Instructions:
1 – Condense the paragraph that begins "Times are changing in Copenhagen" in the passage below on the city's restaurant scene into a shorter version that keeps its main facts.
2 – Carry the piece on Copenhagen's shifting dining scene forward, picking up right after its final sentence.
--- Passage to read Enclosed Below ---
Times are changing in Copenhagen, the gastronomic capital of northern Europe. Chefs from the most influential dining establishments are making moves, opening their own shops, and looking for new inspirations. It’s a natural transition point, as some of the most famous names in the dining scene make way for new projects. In November 2022, after the pandemic dealt an insurmountable financial blow to zero-waste pioneer Amass, the restaurant dropped a bombshell when it abruptly folded. Then the global food world was shocked when René Redzepi announced Noma was also closing by the end of 2024, before staff packed up and left for a pop-up in Kyoto, Japan.
--- End of Enclosed Passage to read ---
--- Dataset excerpts Enclosed Below ---
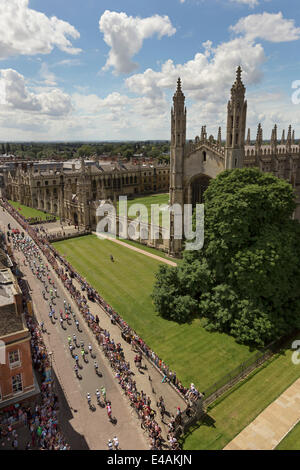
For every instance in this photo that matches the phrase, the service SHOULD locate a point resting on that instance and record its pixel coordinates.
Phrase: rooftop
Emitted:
(10, 320)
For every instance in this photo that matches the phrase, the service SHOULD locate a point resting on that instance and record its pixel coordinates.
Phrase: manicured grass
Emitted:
(150, 250)
(234, 411)
(29, 212)
(147, 201)
(195, 354)
(292, 440)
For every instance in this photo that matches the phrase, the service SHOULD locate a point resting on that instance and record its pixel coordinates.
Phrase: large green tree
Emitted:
(246, 279)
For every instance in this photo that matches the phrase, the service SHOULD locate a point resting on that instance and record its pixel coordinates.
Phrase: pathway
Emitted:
(272, 425)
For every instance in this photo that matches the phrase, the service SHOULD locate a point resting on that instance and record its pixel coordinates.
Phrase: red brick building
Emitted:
(17, 379)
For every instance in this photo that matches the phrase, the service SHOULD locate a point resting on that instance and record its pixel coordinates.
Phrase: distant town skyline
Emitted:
(106, 71)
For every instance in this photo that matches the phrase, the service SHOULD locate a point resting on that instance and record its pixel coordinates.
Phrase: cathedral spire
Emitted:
(219, 137)
(236, 124)
(274, 136)
(248, 141)
(289, 138)
(239, 74)
(238, 90)
(259, 135)
(178, 93)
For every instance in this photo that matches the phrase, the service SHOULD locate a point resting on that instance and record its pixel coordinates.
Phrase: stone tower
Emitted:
(178, 136)
(236, 124)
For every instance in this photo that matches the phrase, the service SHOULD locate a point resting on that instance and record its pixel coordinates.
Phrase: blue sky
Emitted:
(101, 70)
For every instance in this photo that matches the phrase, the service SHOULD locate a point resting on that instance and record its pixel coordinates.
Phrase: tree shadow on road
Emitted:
(66, 414)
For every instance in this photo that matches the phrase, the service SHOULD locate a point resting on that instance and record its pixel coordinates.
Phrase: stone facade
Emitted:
(74, 193)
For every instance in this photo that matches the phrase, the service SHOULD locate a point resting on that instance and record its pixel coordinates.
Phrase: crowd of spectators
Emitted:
(113, 351)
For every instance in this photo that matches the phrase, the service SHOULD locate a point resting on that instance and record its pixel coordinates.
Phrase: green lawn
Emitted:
(234, 411)
(197, 355)
(151, 250)
(29, 212)
(292, 440)
(147, 201)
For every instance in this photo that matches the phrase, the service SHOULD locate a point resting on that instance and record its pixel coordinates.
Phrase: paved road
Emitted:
(83, 425)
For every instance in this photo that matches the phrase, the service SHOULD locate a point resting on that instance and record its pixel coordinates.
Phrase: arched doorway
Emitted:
(197, 189)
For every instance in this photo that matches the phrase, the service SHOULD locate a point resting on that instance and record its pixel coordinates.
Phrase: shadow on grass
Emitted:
(206, 420)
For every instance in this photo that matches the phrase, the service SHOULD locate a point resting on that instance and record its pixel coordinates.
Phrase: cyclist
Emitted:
(88, 397)
(103, 391)
(98, 395)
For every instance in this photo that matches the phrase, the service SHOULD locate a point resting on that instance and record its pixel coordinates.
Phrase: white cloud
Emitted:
(48, 77)
(15, 96)
(24, 31)
(251, 3)
(269, 26)
(125, 35)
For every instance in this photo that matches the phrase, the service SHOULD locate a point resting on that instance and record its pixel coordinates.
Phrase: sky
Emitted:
(94, 70)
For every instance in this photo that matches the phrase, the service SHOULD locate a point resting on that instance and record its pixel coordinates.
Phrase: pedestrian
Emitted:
(110, 445)
(116, 443)
(108, 408)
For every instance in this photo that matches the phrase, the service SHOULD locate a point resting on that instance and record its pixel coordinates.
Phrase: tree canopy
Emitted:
(246, 279)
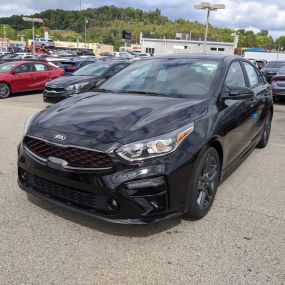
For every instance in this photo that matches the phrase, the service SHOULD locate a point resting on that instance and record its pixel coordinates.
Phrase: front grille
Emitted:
(55, 89)
(75, 157)
(81, 199)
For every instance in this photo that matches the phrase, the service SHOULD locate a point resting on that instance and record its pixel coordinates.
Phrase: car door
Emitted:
(22, 77)
(235, 115)
(261, 95)
(41, 76)
(115, 69)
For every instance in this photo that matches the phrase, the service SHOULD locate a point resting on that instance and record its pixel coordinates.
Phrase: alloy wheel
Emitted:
(4, 90)
(207, 182)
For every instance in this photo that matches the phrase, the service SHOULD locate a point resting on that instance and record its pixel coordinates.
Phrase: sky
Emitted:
(248, 14)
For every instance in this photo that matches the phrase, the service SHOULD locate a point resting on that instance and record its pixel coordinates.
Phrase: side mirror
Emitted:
(99, 83)
(239, 93)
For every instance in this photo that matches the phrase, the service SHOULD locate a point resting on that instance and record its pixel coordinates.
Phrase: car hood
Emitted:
(65, 81)
(116, 118)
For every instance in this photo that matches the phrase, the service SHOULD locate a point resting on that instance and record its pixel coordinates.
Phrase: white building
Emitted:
(171, 46)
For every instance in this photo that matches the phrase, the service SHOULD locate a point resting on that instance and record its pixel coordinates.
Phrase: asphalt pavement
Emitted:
(240, 241)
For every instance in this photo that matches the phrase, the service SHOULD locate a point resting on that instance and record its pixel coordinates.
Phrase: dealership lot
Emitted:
(241, 241)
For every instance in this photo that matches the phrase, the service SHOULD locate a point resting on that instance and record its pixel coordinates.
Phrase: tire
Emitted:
(5, 90)
(265, 131)
(204, 183)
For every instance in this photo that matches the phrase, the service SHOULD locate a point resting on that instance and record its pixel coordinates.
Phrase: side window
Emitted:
(235, 77)
(41, 67)
(251, 73)
(85, 63)
(23, 68)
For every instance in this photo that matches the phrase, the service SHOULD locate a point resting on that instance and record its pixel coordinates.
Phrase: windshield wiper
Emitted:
(143, 92)
(103, 90)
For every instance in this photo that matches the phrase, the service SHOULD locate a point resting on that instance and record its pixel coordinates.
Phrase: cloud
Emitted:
(258, 14)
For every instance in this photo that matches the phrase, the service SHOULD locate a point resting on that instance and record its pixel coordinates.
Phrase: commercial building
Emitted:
(183, 44)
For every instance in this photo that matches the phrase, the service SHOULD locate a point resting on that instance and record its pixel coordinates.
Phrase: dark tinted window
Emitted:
(23, 68)
(251, 74)
(6, 67)
(85, 63)
(235, 77)
(275, 64)
(92, 69)
(168, 76)
(116, 69)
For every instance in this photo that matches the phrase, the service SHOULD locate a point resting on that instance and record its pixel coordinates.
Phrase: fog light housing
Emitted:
(146, 183)
(113, 205)
(23, 176)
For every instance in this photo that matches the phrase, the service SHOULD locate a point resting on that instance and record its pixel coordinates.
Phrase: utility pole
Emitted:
(34, 20)
(206, 31)
(86, 22)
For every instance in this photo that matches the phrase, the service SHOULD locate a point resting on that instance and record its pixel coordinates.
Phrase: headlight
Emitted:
(28, 122)
(77, 86)
(154, 147)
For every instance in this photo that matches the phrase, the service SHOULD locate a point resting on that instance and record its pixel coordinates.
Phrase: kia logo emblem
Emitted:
(60, 137)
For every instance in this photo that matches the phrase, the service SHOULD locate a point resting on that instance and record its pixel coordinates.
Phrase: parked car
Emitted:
(82, 80)
(271, 69)
(278, 85)
(153, 143)
(75, 64)
(49, 43)
(17, 47)
(25, 76)
(261, 63)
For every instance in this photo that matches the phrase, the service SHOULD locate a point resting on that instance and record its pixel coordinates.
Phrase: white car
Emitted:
(43, 43)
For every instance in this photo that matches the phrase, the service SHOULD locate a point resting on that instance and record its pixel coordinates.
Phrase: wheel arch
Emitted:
(217, 145)
(11, 89)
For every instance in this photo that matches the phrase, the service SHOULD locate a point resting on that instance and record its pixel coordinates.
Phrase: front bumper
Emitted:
(93, 193)
(51, 95)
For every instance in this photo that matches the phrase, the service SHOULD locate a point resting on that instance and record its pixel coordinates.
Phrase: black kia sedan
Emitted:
(153, 142)
(81, 81)
(271, 69)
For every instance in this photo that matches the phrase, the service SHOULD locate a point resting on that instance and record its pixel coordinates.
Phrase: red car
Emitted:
(25, 76)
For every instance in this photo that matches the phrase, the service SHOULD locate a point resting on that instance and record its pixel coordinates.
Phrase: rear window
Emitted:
(6, 67)
(275, 64)
(281, 71)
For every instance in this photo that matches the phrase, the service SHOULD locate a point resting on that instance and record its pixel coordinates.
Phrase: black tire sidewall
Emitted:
(194, 211)
(8, 88)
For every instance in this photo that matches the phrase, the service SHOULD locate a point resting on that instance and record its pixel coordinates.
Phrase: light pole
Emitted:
(209, 7)
(86, 22)
(34, 20)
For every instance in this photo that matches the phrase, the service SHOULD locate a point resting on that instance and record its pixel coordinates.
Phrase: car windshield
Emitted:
(92, 69)
(281, 71)
(275, 64)
(166, 77)
(9, 56)
(6, 67)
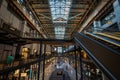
--- End of Enclosed Dataset excerpts ---
Answers for the exercise:
1 – In Copenhagen, northern Europe's gastronomic capital, chefs from the most influential restaurants are opening their own places and seeking new inspiration as famous names make way for new projects. Zero-waste pioneer Amass abruptly closed in November 2022 after the pandemic dealt it an insurmountable financial blow. René Redzepi then announced that Noma would also close by the end of 2024, and its staff left for a pop-up in Kyoto, Japan.

2 –
In the midst of all this chaos, the Copenhagen dining scene is flourishing, in many ways by breaking free of the frameworks of Nordic cuisine. Korean, Cantonese, and Japanese flavors fill restaurant kitchens. Chefs continue to find new inspiration in great, local produce, made easier by a generation of skilled farmers in Denmark growing an astonishing array of chile peppers, ginger, lemongrass, and other items. Plus, there seems to be a never-ending demand for new natural wine bars, carefully curated bottle shops, and specialist street food spots.
Copenhagen is still the ultimate food hot spot, with a number of prestigious fine dining venues going strong, plenty of places to try smørrebrød (the open-faced sandwich that is a pillar of Danish culinary heritage), and a constant deluge of excellent eating and drinking experiences.